→ **RICHIESTA ASSEGNATA 1**:
Sostituisci "Duce" con "Mussolini" nel brano sul 25 luglio 1943, riscrivendone il passo che va da "Brano tratto da" a "con i congiurati.".

Brano tratto da ” Il racconto della guerra giusta”, La vittoria della democrazia, vol,II, di Pierluigi Raccagni
1943 “25 LUGLIO”: IL GOLPE
La frittata la fece Carlo Scorza, segretario del partito nazionale fascista, che, per ordine del Duce, aveva avuto la brillante idea di organizzare dei comizi nelle varie città italiane per incoraggiare il popolo italiano a resistere all’attacco degli anglo – americani avvenuto in Sicilia.
Scorza, picchiatore blasonato ai tempi della morte di Giovanni Amendola, era uomo duro, ma anche dotato di un opportunismo repellente: davanti al Duce faceva il servo, alle spalle tramava con i congiurati.
Il 16 luglio aveva convocato quelli che dovevano essere gli oratori del “boia chi molla”.
La riunione diventò un’occasione per criticare il Duce da parte di gerarchi che per anni non avevano contato quasi nulla, ma anche il momento della verità per personaggi del calibro di Bottai, Farinacci e Giuriati che aprirono le danze critiche sulla condotta di Mussolini durante la guerra.
Ci voleva, insomma, secondo i gerarchi, una convocazione del Gran Consiglio che non era stato più riunito dal dicembre del 1939.
Mussolini definì quello del 16 luglio un vero e proprio “pronunciamento”.
Poi dopo il 19 luglio, come abbiamo visto, tutta la macchina cospirativa si mise in moto.
A Roma, nelle alte sfere del partito, dell’esercito, della polizia, della stessa Milizia si respirava un’aria di attesa, qualcosa doveva accadere perché le cose non potevano andare avanti nell’apatia di una sconfitta annunciata.

→ **RICHIESTA ASSEGNATA 2**:
Individua e copia tutte le righe qui sotto che contengono la parola "blue".

→ **DATI FORNITI**:
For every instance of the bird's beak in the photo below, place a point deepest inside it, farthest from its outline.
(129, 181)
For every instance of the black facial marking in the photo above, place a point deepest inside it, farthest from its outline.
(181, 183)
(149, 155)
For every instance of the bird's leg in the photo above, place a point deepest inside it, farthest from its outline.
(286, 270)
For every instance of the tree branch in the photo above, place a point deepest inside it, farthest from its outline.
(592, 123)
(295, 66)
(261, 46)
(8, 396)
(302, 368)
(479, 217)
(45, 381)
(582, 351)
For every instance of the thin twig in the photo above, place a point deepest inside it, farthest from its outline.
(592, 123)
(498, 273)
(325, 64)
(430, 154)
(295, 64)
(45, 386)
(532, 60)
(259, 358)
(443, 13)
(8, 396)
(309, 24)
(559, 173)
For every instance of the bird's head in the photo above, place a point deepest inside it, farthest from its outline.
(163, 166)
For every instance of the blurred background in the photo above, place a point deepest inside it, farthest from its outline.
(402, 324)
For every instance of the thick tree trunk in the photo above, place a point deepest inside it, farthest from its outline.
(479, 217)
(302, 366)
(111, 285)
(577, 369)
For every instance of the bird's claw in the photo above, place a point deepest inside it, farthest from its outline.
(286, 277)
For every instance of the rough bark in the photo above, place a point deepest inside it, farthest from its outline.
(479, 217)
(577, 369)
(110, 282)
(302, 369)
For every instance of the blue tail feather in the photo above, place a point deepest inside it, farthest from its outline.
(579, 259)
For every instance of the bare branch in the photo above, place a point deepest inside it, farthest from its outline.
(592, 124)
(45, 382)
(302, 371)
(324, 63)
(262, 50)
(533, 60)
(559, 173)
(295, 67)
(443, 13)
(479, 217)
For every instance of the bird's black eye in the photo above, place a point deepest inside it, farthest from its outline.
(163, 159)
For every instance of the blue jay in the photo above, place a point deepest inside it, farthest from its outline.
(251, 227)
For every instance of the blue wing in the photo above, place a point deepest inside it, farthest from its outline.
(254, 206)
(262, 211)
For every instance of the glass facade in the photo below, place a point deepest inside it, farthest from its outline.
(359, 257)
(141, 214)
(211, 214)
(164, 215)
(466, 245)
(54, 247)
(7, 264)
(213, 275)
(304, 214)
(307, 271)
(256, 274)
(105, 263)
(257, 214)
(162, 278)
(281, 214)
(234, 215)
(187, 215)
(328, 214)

→ **RISPOSTA 1**:
Brano tratto da ” Il racconto della guerra giusta”, La vittoria della democrazia, vol,II, di Pierluigi Raccagni
1943 “25 LUGLIO”: IL GOLPE
La frittata la fece Carlo Scorza, segretario del partito nazionale fascista, che, per ordine del Mussolini, aveva avuto la brillante idea di organizzare dei comizi nelle varie città italiane per incoraggiare il popolo italiano a resistere all’attacco degli anglo – americani avvenuto in Sicilia.
Scorza, picchiatore blasonato ai tempi della morte di Giovanni Amendola, era uomo duro, ma anche dotato di un opportunismo repellente: davanti al Mussolini faceva il servo, alle spalle tramava con i congiurati.

→ **RISPOSTA 2**:
For every instance of the blue tail feather in the photo above, place a point deepest inside it, farthest from its outline.
For every instance of the blue jay in the photo above, place a point deepest inside it, farthest from its outline.
For every instance of the blue wing in the photo above, place a point deepest inside it, farthest from its outline.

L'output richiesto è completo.